» **Directions**: Update the lines from the one holding "For every <instance>, write" through the one holding "negative clicks: (1907, 1351) (1859, 1473)", both included, by swapping "negative" for "exclusion" and leaving everything else unchanged.

═══

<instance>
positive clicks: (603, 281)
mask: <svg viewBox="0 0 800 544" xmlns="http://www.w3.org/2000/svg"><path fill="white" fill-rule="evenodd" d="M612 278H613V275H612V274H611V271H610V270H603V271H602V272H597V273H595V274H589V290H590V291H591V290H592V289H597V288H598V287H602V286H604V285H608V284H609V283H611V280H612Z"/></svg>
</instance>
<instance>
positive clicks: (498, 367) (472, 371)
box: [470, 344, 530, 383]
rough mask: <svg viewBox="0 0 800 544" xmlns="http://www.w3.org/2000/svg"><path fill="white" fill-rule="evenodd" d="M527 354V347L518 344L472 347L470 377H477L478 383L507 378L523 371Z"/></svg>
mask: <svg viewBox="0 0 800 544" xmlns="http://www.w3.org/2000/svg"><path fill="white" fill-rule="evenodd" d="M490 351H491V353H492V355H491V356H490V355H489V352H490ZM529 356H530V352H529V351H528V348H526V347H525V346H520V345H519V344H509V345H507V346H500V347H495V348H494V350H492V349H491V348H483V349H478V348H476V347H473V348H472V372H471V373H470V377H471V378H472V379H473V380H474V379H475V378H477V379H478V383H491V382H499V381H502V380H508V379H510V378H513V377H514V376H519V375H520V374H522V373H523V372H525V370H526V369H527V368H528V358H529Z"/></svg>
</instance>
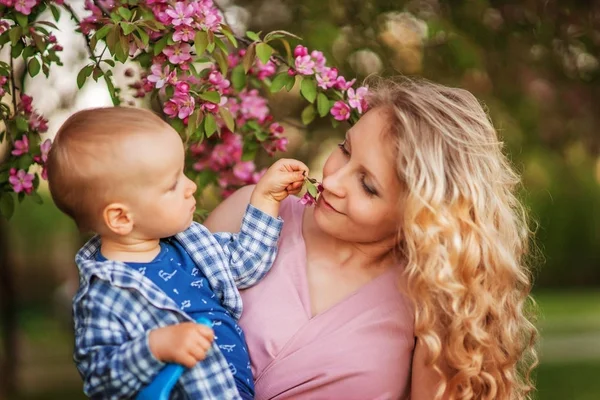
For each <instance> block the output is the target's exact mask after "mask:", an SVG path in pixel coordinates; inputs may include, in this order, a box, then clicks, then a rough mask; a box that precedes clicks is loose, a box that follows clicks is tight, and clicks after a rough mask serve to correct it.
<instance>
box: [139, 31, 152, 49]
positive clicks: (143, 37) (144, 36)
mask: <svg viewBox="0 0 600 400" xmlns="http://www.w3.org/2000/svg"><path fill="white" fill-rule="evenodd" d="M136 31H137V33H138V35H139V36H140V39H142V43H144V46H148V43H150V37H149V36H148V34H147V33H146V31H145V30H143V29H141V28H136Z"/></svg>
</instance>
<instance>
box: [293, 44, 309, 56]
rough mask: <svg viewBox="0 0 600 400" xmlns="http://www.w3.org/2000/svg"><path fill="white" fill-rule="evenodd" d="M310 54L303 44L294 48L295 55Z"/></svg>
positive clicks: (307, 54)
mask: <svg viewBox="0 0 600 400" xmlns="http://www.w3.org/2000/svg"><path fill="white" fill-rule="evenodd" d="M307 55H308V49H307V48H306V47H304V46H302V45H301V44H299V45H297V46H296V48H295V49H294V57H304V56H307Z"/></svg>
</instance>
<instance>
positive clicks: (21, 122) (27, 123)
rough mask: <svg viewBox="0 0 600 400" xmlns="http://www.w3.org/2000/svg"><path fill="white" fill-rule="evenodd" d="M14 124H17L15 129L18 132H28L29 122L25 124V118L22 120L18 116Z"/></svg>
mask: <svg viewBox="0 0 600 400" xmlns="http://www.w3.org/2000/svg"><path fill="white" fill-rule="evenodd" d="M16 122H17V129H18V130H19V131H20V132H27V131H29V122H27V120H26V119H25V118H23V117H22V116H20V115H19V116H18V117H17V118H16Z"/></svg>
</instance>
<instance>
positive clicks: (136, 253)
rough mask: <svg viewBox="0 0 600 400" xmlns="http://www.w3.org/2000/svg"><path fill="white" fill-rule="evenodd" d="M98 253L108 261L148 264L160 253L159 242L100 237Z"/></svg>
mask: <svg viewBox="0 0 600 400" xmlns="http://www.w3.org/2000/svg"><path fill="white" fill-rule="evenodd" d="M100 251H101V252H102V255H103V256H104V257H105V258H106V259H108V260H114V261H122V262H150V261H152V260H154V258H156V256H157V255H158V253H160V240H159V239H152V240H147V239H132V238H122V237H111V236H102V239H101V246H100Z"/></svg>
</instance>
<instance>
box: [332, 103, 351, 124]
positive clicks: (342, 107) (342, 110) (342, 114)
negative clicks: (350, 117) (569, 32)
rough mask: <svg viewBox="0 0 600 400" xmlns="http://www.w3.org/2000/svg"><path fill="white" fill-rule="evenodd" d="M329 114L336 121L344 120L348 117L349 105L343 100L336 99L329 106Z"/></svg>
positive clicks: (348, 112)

═══

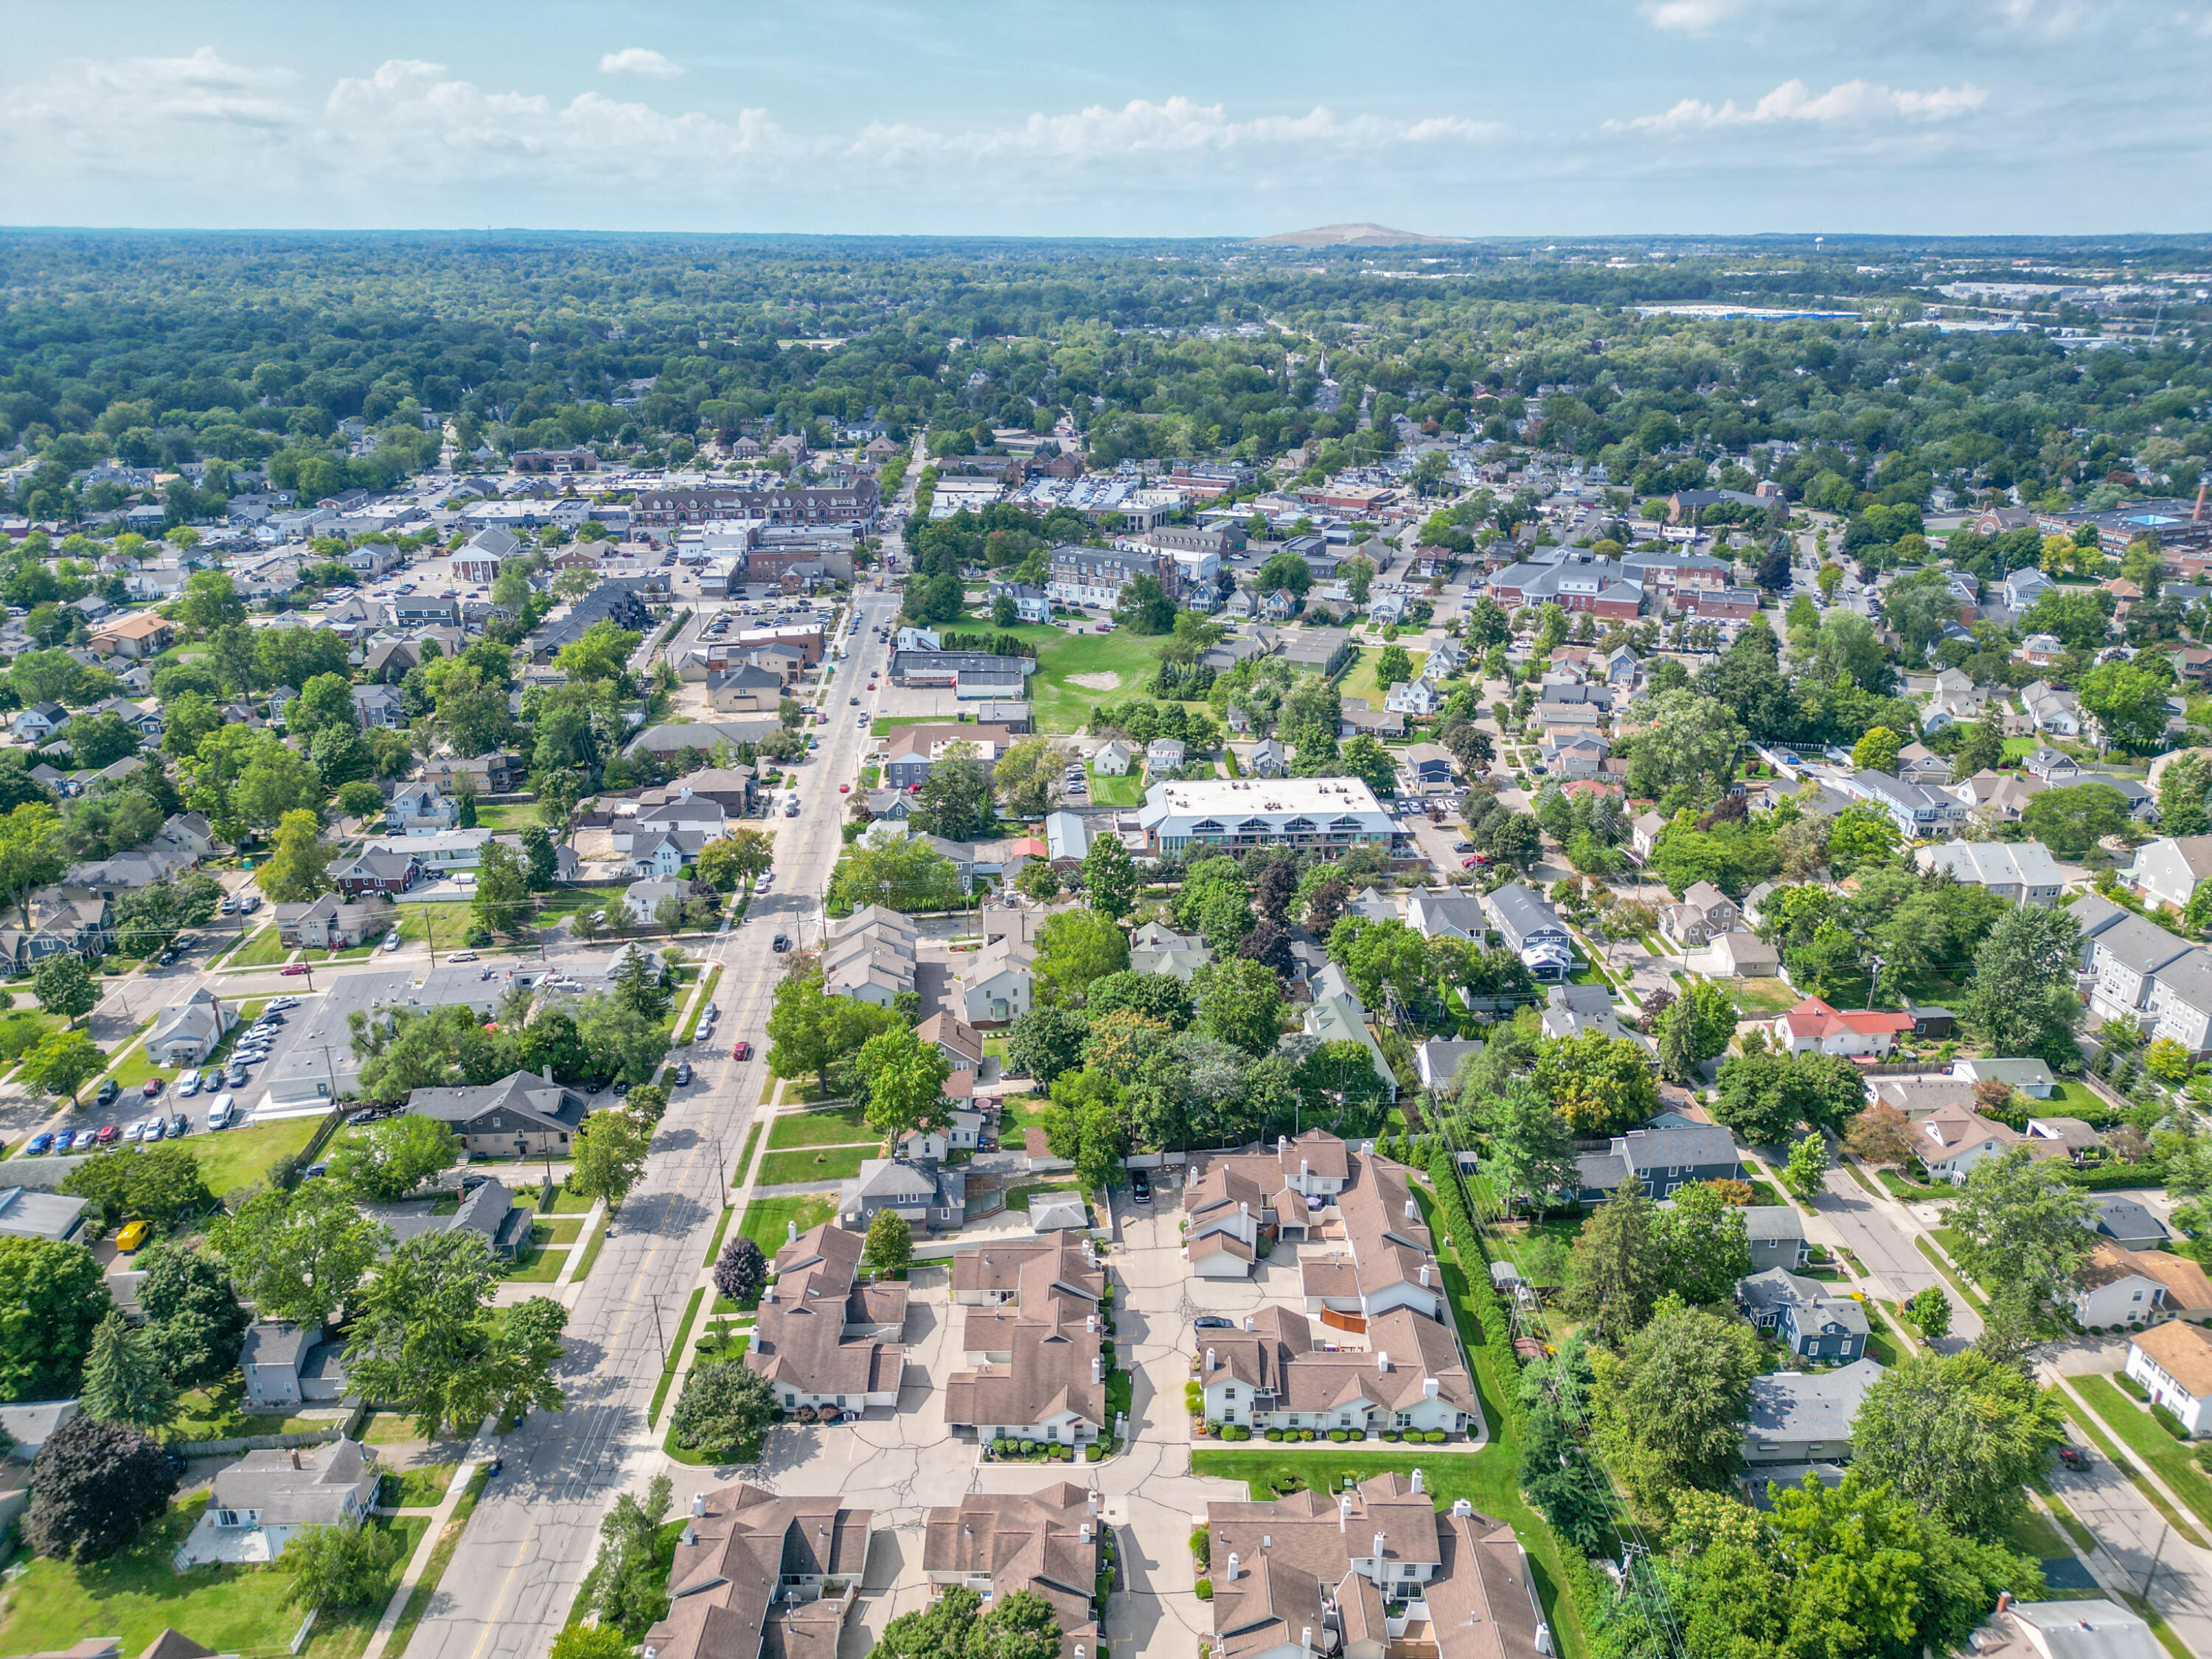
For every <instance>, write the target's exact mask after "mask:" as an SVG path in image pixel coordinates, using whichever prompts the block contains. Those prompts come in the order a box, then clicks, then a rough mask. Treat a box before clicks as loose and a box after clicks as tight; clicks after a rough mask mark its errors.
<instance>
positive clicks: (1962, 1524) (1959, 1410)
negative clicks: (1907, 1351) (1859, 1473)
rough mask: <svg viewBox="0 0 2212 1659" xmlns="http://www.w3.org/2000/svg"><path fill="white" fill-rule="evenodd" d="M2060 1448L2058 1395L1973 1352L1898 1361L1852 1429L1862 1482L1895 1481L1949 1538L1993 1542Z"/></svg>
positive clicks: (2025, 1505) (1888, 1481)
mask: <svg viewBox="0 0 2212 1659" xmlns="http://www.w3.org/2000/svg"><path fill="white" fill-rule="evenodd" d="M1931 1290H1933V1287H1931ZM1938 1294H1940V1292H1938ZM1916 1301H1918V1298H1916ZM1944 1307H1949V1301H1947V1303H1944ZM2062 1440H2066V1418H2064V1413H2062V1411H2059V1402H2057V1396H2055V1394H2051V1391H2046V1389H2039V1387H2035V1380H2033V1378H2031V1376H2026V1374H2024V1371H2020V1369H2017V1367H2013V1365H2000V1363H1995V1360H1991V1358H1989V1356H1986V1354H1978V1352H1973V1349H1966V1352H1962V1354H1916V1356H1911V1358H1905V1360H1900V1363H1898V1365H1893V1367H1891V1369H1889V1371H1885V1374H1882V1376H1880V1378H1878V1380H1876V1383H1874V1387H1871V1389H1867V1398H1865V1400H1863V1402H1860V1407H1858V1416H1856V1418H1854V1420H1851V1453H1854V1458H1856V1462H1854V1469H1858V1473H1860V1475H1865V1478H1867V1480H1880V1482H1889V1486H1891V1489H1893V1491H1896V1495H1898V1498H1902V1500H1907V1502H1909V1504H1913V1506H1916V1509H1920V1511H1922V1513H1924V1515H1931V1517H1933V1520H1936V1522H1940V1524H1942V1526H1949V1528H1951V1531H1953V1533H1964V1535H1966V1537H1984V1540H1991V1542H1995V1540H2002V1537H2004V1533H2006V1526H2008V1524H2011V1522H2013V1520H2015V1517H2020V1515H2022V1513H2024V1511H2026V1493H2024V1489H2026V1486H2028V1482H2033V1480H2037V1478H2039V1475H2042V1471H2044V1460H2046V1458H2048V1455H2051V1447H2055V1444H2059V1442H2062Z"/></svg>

═══

» **Response to this exercise**:
For every <instance>, write the target's exact mask after "mask:" as an SVG path in image pixel coordinates, using whichever prompts the block contains. Those prompts come in the order a box, then clicks, then a rough mask. Treat a box before clicks as loose and a box after clicks as tight; clicks after a rough mask mark its errors.
<instance>
positive clicks: (1962, 1524) (1959, 1410)
exclusion clicks: (1907, 1351) (1859, 1473)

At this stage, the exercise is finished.